What is needed
Output the data below in full, byte for byte. Nothing may differ.

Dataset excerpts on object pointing
☆ ☆ ☆
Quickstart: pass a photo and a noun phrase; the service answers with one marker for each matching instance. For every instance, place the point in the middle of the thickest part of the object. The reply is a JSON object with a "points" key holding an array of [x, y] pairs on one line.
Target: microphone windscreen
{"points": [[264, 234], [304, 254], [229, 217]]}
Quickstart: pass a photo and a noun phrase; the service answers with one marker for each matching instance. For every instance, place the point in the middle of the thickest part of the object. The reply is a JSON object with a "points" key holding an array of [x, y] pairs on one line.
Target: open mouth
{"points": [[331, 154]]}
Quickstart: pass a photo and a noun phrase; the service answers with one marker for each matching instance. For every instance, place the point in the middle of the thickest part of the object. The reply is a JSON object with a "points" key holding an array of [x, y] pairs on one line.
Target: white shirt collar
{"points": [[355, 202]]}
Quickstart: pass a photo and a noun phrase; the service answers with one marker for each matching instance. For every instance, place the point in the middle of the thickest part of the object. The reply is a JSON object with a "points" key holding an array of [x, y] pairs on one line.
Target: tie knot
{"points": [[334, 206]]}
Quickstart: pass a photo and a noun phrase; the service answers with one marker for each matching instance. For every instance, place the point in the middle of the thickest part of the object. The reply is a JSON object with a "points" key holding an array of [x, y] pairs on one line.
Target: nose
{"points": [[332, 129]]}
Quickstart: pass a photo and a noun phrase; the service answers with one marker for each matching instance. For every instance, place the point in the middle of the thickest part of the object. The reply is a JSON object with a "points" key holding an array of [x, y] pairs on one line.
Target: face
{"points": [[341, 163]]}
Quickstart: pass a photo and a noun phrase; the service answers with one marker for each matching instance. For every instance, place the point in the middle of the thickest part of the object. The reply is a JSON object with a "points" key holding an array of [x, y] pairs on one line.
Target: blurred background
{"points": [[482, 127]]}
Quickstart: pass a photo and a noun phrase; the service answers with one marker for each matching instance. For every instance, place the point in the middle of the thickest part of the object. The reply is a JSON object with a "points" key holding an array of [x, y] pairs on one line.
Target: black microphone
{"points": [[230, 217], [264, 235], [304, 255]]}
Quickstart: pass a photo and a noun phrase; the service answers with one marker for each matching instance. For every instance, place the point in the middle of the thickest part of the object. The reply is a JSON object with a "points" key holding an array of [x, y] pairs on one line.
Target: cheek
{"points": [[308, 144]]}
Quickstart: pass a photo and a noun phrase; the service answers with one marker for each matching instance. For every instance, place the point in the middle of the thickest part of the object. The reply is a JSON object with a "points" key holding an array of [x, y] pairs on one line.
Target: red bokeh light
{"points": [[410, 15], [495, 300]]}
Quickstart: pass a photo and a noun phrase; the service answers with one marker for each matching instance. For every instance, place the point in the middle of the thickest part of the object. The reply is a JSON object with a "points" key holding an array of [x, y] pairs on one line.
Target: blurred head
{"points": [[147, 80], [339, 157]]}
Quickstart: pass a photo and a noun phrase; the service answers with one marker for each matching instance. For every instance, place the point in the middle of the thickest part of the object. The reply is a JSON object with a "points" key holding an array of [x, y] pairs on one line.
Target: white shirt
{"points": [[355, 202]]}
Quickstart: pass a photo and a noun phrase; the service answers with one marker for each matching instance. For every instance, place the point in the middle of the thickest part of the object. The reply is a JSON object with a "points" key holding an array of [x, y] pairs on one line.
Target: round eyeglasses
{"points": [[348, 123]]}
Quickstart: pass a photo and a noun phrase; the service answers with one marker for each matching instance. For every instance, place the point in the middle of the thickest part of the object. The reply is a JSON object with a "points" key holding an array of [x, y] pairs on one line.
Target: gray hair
☆ ☆ ☆
Answer below
Quickstart: pass a photo and a noun phrase; the service answers with one marker for each matching instance. For every instance, place the point in the middle of the thickest part of the object. The reply is a JSON object with a "points" key holding an array of [x, y] pairs on one line.
Target: microphone windscreen
{"points": [[264, 234], [304, 254], [229, 217]]}
Quickstart: pass a photo and a noun phrase; the service answers with one marker for each matching instance. For every instance, place the point in the middle of the thickest part of the object. The reply is a JSON object with a "points" key holding an array of [x, y] pairs on one line.
Target: open mouth
{"points": [[331, 154]]}
Quickstart: pass a photo and a noun phrase; the service answers with one marker for each matching instance. For every instance, place the point in the middle of the thickest part of the object. The reply is a JSON object with a "points" key holding an array of [x, y] pairs on one line.
Target: white shirt collar
{"points": [[355, 202]]}
Quickstart: pass a photo and a noun phrase; the service answers with one marker for each matching instance. For every instance, place the point in the middle of the thickest part of the object. The reply is a JSON object with a "points" key holding an array of [x, y] pairs on one line.
Target: tie knot
{"points": [[334, 206]]}
Quickstart: pass a photo and a noun phrase; the service answers with one marker for each matching instance. For every instance, place the point in the middle of the thickest part of the object. The reply is a JSON object with a "points" key holding an array of [x, y] pairs on one line.
Target: nose
{"points": [[332, 129]]}
Quickstart: pass a photo and a noun phrase; the service answers with one marker for each matching instance. For every instance, place the point in the middle of the thickest part of the object. The reply is a JSON object with a "points" key holding an array of [x, y] pairs on one line.
Target: face
{"points": [[341, 163]]}
Quickstart: pass a photo and a noun phrase; the service answers with one marker for each matching instance. For every instance, place the point in the middle of the thickest part of the object. The reply is a JSON object with a "points" key holding an array of [x, y] pairs on one line.
Target: blurred background
{"points": [[482, 127]]}
Quickstart: pass a photo and a noun phrase; the service answers with one marker for each matching instance. For every instance, place the point in the middle of the thickest part of the object. The reply is a JSON object with a "points" key holding an array of [x, y] pairs on one line.
Target: black microphone
{"points": [[230, 217], [264, 235], [304, 255]]}
Quickstart: pass a photo and a noun phrase; the service answers with one marker for each matching instance. For every instance, place the point in the middle of the thickest part of the object. The reply is a JSON object with a "points" key holding an array of [x, y] pairs on one line.
Target: cheek
{"points": [[308, 144]]}
Quickstart: pass a photo and a noun phrase; the service answers with one marker for each matching instance. For every instance, place the point in the middle of the thickest part of the object. The reply is a JSON object with a "points" key holding an array of [x, y] pairs on one line.
Target: red bokeh light
{"points": [[410, 15], [495, 300]]}
Quickstart: pass a photo and a noun phrase; the service answers with one marker for each matching instance. For every instance, place the point in the middle of the thickest part of the object. The reply is a JSON object with a "points" key holding an array of [x, y] pairs on one line.
Target: blurred head
{"points": [[147, 80], [339, 157]]}
Quickstart: pass a photo and a noun phrase; the service answers with one marker for each matching instance. For every instance, place the point in the middle of the thickest part of the object. The reply is a JSON object with a "points" key holding an array of [x, y] pairs on one line.
Target: white shirt
{"points": [[355, 202]]}
Quickstart: pass a photo and a noun phrase; the service answers with one marker for each matching instance. For every instance, place the point in the middle of the thickest part of the object. The reply is a JSON object with a "points" key holding an array of [x, y] pairs on one line.
Target: round eyeglasses
{"points": [[348, 123]]}
Quickstart: pass a photo and a noun phrase; the service answers with one marker for each matching instance. For every instance, place the point in the middle of the thickest part of the object. The reply is a JSON object with a "points" key holding an array of [x, y] pairs on one line.
Target: gray hair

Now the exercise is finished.